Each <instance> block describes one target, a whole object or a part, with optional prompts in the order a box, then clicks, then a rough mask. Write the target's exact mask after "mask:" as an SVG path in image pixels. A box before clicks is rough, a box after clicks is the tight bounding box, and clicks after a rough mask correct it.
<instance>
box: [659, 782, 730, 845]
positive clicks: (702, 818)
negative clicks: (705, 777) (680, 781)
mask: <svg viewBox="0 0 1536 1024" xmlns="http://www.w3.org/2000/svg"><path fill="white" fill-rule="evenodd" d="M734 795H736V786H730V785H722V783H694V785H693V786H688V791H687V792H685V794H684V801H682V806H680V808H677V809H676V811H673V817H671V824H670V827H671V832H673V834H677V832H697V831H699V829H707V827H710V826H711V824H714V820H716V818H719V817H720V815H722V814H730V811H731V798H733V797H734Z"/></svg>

### [Written task]
Reproduce verbatim the lines from the start of the records through the line containing "negative clicks: (705, 777) (680, 781)", with both ends included.

### [Written answer]
Each <instance> block describes one target, a whole object or a part, with optional prompts in the order a box, then clicks, then a rough mask. Write the target's exact mask after "mask:" as an SVG path in image pixels. A box before clicks is rough, a box after clicks is the tight bounding box, and clicks after a rough mask correct it.
<instance>
box: [659, 782, 730, 845]
positive clicks: (702, 818)
negative clicks: (705, 777) (680, 781)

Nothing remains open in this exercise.